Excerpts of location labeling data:
#####

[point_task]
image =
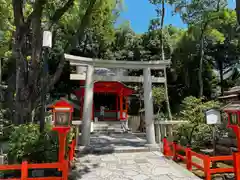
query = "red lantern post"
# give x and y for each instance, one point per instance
(62, 115)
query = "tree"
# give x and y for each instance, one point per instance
(30, 19)
(199, 15)
(160, 9)
(195, 131)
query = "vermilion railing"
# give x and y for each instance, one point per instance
(171, 149)
(61, 166)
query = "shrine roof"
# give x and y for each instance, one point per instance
(235, 106)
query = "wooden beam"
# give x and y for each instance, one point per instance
(79, 61)
(117, 78)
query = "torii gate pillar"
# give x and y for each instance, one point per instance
(87, 107)
(148, 105)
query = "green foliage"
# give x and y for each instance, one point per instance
(158, 94)
(195, 132)
(27, 143)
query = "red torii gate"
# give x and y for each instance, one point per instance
(114, 87)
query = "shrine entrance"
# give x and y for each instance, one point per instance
(113, 96)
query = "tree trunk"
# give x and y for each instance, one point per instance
(200, 80)
(238, 11)
(163, 58)
(220, 66)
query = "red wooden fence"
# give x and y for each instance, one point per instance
(61, 166)
(171, 149)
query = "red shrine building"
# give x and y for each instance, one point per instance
(112, 95)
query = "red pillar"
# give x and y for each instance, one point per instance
(126, 102)
(117, 105)
(62, 145)
(121, 106)
(236, 161)
(207, 163)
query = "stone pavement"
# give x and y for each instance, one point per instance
(129, 166)
(115, 143)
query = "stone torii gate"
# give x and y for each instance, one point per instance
(89, 78)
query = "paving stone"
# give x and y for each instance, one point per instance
(140, 177)
(141, 161)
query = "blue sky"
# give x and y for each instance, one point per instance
(140, 12)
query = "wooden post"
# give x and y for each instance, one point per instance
(174, 150)
(166, 148)
(189, 158)
(121, 106)
(93, 111)
(236, 161)
(71, 151)
(65, 170)
(62, 143)
(24, 170)
(126, 102)
(117, 105)
(207, 164)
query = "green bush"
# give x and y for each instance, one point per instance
(27, 143)
(195, 132)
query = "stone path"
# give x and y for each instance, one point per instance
(129, 166)
(115, 143)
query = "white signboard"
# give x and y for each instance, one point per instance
(213, 116)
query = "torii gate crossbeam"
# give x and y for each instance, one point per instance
(147, 81)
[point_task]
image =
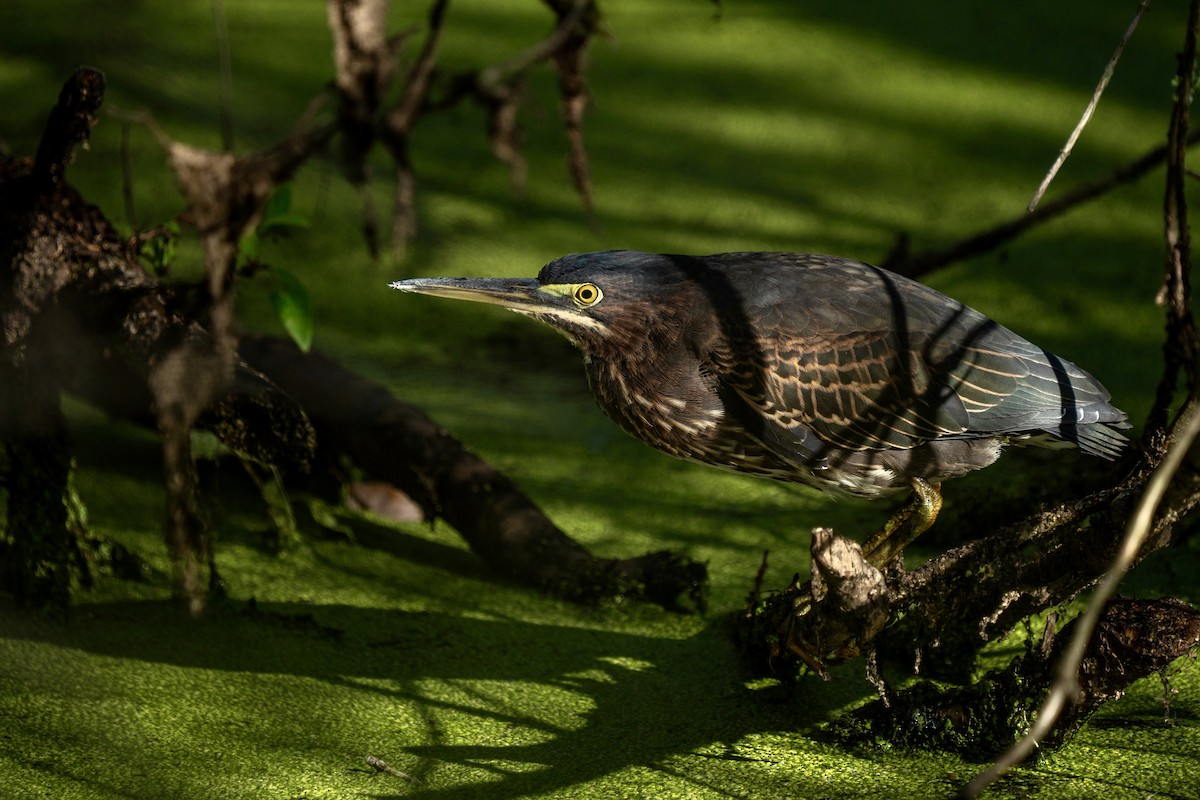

#####

(CHALLENGE) Filter the data above down to the lines containing the string "green", and copy each such line in full.

(OUTPUT FOR THIS TASK)
query = "green foliage"
query = "green bush"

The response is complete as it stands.